Work to complete:
Exactly the lines from the one containing "Study the photograph above. For every instance of the patterned" through the final line of the listing are to be retyped, and nothing more.
------------------------------
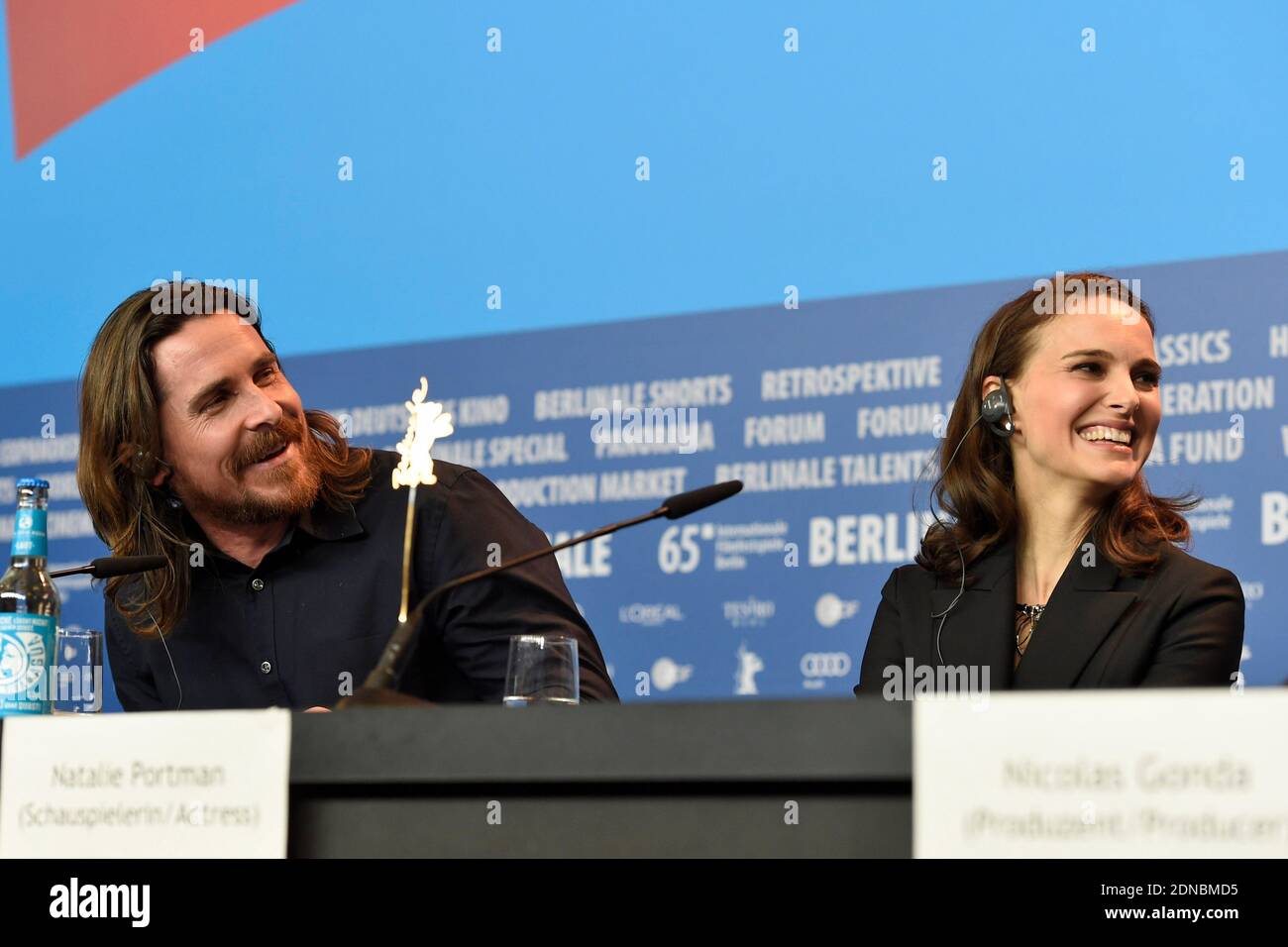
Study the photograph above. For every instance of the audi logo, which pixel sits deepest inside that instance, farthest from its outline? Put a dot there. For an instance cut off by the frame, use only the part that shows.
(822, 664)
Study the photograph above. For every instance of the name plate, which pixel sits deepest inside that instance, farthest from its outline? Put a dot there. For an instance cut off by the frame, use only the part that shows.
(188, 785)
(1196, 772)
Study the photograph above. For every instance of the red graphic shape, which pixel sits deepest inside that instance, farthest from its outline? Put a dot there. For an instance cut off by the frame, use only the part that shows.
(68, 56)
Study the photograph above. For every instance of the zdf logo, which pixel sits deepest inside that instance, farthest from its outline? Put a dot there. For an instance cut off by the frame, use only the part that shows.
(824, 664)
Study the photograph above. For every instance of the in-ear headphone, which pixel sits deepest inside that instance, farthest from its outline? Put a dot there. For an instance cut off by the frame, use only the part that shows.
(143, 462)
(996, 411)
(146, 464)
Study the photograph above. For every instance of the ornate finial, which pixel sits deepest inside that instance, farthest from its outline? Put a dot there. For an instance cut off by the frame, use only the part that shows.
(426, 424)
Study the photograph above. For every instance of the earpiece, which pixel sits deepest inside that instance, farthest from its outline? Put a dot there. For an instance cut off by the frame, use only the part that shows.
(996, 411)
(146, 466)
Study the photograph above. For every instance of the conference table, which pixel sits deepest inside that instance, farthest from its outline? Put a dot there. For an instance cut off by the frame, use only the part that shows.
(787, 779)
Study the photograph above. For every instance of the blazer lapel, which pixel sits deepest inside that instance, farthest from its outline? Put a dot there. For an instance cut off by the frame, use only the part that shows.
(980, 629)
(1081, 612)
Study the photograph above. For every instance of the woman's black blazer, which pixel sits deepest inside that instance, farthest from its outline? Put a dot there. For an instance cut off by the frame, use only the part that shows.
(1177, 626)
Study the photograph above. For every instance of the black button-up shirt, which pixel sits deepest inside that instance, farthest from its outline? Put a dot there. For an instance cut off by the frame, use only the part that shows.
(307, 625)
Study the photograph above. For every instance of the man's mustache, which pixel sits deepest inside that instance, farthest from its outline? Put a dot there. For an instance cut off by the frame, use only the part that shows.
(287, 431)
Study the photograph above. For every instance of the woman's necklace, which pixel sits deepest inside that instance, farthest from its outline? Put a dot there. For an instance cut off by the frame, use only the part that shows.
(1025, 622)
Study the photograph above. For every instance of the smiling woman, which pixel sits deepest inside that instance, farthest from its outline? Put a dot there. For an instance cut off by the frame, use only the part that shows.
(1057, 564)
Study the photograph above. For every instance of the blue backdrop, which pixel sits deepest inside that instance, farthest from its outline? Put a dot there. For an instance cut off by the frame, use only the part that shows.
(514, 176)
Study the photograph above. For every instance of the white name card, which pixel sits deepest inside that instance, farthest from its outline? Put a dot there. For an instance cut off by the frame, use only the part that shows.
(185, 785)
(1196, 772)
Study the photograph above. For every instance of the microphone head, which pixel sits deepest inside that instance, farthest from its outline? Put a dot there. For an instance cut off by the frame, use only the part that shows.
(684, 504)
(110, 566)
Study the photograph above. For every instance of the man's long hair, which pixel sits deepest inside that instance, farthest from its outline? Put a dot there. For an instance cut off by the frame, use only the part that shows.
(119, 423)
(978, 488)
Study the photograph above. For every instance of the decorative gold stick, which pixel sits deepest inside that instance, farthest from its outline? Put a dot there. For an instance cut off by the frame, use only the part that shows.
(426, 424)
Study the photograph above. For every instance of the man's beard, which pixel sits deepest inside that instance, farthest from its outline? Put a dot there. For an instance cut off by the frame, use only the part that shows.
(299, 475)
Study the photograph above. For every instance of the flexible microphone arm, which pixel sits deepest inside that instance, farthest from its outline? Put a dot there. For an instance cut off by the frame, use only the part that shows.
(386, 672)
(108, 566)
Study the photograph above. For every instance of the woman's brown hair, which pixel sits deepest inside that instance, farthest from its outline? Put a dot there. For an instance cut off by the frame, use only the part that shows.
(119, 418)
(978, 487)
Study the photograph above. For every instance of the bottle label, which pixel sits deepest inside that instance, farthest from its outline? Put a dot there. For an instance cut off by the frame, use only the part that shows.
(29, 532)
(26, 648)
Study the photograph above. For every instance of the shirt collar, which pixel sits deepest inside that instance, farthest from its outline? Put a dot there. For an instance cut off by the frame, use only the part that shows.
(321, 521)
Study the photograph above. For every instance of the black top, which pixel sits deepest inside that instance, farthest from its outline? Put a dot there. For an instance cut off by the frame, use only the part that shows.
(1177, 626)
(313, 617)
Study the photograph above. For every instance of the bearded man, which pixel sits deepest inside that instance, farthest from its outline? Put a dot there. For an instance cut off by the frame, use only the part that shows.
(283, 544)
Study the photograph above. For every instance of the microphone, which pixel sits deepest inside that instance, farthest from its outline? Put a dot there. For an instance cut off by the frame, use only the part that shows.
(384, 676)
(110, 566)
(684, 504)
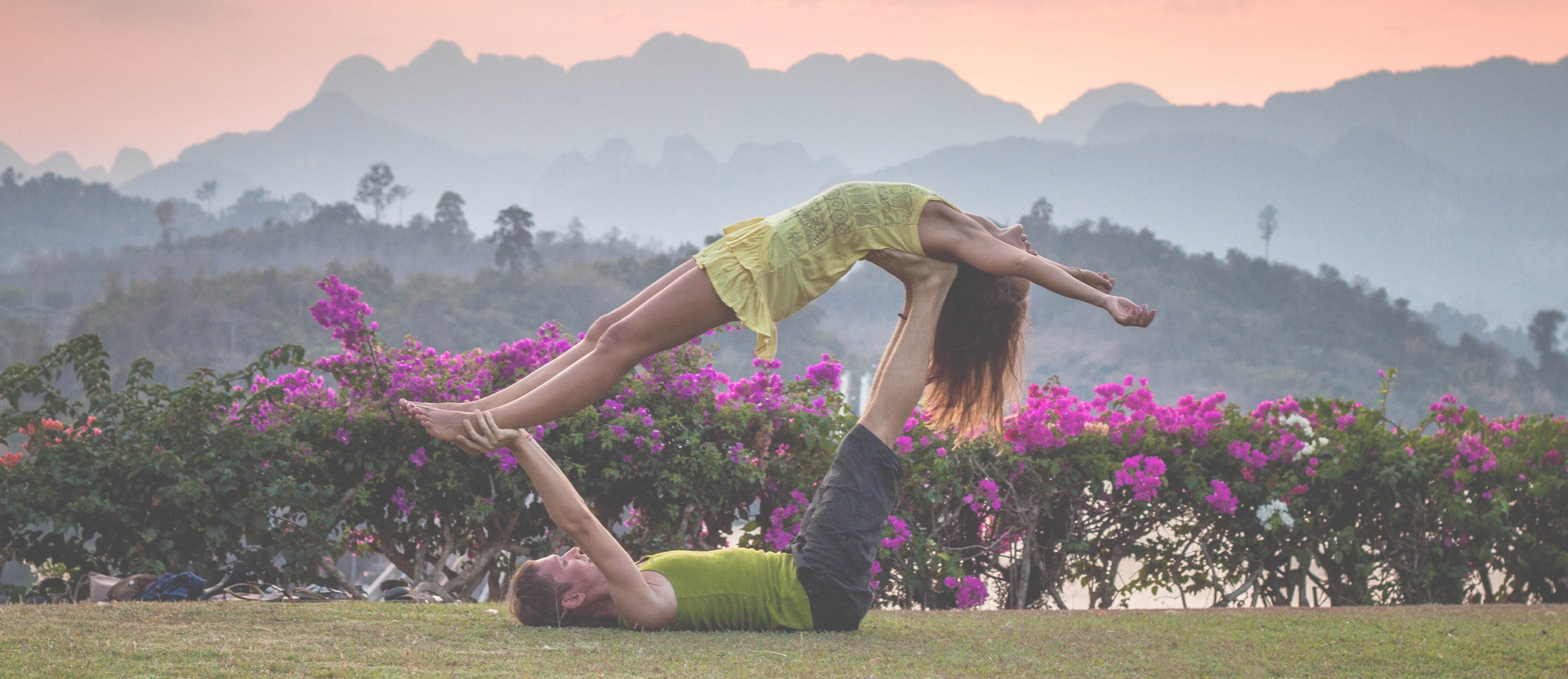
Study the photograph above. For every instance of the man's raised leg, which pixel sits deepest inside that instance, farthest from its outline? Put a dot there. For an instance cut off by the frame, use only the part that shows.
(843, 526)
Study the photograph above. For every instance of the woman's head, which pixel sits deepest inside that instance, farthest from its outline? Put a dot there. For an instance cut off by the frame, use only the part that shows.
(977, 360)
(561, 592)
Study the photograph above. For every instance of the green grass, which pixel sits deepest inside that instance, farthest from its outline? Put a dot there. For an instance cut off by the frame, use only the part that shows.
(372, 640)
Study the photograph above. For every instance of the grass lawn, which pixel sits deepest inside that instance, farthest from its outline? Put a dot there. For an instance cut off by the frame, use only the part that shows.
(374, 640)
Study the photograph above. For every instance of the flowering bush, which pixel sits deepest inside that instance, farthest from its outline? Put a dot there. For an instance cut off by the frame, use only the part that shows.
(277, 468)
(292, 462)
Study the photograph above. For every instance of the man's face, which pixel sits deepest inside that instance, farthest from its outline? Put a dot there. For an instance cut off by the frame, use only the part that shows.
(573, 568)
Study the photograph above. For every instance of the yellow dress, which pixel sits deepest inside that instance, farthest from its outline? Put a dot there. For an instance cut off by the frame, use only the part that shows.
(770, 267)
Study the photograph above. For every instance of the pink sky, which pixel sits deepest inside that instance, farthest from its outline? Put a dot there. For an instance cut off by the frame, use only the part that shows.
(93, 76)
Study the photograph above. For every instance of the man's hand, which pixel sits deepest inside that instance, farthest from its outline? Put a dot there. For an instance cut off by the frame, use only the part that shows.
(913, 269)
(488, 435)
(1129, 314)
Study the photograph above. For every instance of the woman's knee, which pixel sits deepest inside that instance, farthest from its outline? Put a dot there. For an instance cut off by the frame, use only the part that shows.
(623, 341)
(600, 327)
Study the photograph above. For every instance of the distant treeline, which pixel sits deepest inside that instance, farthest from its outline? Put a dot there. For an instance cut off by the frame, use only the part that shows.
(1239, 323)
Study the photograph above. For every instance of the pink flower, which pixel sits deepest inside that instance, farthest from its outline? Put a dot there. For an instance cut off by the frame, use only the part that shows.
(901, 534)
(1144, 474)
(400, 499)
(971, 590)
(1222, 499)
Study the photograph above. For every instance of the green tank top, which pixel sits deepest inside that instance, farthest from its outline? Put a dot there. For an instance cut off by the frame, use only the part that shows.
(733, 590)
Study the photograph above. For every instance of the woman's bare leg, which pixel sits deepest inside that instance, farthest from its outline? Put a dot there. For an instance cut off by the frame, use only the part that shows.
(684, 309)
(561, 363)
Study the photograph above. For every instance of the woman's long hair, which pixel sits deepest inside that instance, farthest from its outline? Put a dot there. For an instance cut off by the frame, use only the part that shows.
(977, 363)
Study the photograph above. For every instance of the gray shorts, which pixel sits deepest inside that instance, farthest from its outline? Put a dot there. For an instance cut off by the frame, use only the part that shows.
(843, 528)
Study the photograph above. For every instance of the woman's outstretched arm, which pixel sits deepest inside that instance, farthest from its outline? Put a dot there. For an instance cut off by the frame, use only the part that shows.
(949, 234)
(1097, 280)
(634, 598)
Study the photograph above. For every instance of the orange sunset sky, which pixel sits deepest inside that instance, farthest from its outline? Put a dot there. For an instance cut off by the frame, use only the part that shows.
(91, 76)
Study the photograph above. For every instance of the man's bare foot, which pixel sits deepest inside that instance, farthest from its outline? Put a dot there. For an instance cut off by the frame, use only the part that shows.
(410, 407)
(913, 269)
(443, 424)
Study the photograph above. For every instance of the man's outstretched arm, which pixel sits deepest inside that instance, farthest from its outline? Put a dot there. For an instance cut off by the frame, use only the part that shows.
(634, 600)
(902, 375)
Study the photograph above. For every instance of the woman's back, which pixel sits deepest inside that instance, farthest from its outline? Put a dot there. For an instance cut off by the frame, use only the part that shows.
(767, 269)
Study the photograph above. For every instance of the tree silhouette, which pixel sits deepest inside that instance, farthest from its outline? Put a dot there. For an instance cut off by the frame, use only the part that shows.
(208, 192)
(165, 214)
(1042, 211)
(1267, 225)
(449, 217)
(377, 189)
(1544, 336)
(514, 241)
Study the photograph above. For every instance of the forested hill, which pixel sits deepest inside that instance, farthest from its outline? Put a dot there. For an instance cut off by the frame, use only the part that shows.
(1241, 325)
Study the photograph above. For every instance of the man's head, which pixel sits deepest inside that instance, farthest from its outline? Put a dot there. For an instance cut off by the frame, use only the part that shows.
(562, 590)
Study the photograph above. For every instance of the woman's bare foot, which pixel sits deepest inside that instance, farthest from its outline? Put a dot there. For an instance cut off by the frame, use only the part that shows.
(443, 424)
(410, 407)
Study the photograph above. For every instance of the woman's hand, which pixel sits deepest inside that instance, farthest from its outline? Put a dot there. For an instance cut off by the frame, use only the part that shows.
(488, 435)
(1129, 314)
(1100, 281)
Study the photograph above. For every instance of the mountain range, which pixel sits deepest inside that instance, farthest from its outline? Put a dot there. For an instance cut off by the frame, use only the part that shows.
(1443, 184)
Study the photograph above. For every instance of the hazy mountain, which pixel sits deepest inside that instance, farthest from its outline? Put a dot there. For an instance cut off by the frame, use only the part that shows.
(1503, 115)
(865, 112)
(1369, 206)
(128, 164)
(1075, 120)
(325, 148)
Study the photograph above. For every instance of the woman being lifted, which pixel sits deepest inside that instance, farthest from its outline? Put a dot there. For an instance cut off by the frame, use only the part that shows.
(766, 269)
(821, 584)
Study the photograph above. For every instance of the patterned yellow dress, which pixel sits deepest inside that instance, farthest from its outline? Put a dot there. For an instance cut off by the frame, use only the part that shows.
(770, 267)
------------------------------
Task result:
Study the photograph above. For every instance of the patterned yellow dress, which pixel sits deepest inside that instance, farthest from its outline? Put a dot there. For an instance cut off by the frame, use only the part that shows.
(770, 267)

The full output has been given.